§ **Problem description**
Format the entries from the very start through the line holding "[470,192,499,248]", inclusive, as a two-column CSV with columns prompt_text and reply. Give one row per entry, put each value in a single quoted field, and replace line breaks with spaces.

§ **Given records**
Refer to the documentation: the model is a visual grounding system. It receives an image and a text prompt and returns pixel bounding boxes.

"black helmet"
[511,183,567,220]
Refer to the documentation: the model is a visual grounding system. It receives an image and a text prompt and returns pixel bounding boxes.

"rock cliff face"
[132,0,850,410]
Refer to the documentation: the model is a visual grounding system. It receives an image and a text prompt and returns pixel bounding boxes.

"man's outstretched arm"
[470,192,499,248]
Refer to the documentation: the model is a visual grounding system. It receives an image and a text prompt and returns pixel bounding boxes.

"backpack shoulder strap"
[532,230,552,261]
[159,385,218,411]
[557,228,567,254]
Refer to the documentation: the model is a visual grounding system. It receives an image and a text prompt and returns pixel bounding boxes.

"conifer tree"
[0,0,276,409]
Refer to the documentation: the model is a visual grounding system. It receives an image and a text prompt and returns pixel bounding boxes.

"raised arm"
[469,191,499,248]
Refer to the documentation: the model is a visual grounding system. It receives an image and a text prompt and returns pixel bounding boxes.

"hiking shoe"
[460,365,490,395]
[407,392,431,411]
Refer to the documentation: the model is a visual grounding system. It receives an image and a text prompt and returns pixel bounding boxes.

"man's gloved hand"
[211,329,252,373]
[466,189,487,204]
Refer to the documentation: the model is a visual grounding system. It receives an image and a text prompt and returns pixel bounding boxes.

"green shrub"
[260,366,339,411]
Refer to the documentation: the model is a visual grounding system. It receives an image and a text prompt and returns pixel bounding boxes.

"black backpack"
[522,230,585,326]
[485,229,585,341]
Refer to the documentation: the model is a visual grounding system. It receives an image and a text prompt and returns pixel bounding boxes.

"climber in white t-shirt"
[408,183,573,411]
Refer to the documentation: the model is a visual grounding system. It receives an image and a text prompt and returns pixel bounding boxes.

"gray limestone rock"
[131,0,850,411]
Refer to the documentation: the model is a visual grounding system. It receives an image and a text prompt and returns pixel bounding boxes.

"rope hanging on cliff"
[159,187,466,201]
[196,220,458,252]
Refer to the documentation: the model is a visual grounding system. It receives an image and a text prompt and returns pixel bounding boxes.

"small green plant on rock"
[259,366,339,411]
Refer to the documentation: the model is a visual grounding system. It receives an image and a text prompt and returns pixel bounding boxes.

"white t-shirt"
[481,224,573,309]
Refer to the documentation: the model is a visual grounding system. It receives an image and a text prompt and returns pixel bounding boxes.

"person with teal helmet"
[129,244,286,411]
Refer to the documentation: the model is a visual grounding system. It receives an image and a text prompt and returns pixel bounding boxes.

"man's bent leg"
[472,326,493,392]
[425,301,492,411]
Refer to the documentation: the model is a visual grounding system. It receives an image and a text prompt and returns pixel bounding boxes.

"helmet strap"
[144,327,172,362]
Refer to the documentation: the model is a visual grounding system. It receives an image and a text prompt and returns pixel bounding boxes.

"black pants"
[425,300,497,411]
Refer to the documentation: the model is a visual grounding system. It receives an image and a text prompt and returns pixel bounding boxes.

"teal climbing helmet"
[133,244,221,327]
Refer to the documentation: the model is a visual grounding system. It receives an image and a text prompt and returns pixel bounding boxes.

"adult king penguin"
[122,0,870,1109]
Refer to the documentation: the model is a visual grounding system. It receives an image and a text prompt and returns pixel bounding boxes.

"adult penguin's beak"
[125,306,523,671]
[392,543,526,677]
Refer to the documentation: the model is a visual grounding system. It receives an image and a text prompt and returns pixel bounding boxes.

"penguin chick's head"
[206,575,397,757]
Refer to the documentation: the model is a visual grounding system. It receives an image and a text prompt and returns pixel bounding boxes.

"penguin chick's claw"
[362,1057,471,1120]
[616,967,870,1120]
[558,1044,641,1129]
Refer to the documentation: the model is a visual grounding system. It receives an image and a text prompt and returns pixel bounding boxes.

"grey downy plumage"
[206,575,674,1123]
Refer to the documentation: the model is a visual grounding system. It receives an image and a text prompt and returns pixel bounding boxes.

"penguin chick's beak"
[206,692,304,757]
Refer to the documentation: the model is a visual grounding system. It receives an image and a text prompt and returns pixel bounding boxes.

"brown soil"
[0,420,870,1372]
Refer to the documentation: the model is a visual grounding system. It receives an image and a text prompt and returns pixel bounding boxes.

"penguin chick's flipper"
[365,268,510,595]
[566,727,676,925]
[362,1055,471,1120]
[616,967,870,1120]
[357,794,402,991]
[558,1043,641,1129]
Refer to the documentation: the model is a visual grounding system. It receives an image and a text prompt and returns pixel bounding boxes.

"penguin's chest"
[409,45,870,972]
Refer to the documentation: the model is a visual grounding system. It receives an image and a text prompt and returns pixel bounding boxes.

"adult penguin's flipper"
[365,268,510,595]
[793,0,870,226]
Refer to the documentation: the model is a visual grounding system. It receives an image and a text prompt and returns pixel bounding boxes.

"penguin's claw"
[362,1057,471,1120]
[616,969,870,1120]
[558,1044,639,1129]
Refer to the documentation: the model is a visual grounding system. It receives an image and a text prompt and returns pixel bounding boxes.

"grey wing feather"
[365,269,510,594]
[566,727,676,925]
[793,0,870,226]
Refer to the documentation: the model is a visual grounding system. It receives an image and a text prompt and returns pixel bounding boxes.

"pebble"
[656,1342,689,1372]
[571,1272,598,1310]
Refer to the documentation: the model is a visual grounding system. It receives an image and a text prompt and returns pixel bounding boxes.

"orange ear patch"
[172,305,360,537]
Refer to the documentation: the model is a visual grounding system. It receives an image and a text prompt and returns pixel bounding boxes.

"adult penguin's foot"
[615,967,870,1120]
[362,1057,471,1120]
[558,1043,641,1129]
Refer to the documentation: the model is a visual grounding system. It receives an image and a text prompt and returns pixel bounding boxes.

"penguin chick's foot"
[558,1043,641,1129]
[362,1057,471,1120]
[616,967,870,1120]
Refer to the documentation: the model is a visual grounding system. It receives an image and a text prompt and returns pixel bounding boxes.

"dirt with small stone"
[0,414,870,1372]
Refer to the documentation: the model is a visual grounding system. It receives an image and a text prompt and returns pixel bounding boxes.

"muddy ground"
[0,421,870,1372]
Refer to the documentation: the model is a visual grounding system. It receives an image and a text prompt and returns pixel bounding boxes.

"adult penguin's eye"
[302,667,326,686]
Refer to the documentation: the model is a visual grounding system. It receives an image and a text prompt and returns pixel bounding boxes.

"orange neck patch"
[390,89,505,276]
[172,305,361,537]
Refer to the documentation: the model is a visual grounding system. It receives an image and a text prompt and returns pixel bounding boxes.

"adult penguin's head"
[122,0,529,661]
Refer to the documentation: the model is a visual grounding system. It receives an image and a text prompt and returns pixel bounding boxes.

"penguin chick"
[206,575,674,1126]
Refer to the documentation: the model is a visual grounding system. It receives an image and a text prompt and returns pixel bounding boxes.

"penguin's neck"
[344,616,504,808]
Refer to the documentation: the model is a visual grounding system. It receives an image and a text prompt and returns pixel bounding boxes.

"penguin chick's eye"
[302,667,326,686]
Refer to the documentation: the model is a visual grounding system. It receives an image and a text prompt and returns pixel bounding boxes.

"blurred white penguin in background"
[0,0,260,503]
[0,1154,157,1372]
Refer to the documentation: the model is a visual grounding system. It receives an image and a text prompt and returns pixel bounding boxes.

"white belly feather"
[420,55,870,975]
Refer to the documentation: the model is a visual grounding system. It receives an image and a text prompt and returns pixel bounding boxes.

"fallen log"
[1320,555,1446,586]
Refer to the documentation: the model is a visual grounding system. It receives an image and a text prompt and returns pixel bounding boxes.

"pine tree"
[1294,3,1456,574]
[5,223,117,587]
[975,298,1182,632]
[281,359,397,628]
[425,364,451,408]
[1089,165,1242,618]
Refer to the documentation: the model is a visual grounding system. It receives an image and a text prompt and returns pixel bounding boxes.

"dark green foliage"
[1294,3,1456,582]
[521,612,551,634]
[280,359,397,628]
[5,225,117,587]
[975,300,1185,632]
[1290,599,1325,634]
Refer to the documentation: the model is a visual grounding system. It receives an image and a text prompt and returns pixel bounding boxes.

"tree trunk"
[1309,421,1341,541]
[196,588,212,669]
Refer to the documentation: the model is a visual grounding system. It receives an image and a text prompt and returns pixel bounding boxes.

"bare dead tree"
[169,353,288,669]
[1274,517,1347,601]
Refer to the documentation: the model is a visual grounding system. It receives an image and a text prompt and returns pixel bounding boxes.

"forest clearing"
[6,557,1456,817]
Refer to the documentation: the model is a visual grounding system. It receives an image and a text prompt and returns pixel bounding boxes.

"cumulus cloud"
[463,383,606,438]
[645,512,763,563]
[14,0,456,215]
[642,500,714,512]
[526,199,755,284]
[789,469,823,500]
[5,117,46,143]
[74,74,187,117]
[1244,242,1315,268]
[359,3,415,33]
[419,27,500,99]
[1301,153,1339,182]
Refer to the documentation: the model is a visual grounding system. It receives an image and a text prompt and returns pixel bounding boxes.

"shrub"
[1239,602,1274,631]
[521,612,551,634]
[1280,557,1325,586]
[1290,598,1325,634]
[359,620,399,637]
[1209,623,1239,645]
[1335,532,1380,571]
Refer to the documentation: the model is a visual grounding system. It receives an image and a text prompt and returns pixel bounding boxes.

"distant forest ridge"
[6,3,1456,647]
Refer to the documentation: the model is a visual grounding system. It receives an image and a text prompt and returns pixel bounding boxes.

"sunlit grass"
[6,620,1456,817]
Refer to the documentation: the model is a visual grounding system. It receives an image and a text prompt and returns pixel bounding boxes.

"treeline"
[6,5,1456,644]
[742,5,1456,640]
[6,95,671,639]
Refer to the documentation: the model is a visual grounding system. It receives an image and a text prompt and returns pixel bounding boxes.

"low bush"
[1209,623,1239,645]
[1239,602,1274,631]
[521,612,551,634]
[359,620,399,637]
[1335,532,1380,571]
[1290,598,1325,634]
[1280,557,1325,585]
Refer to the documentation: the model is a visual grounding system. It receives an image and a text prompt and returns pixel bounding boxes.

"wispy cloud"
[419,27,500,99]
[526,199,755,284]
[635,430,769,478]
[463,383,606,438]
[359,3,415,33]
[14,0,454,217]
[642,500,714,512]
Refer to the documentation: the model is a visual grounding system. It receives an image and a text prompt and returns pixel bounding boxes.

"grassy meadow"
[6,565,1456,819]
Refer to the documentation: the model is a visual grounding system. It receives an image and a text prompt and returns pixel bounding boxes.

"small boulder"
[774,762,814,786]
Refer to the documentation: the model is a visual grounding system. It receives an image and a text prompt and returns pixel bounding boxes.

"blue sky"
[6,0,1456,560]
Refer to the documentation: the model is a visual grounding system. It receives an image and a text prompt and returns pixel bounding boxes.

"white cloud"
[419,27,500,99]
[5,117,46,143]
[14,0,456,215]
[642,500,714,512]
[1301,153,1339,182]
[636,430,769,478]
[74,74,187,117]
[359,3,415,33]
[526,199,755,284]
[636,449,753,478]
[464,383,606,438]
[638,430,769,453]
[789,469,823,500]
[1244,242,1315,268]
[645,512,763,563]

§ **Final result**
prompt_text,reply
"Refer to the documentation: the model is a visual grounding system. It receives an image and a text prompt and returns pixel bounding boxes. ""black helmet""","[511,183,567,220]"
"Refer to the documentation: the model is a visual grounding system. It receives an image and a text prompt and returns pixel bounding boxes. ""rock cliff face""","[132,0,850,410]"
"Refer to the documentation: the model is a visual grounding system. It receives an image and a text prompt and returns pixel bounding boxes. ""man's outstretched arm""","[470,192,499,248]"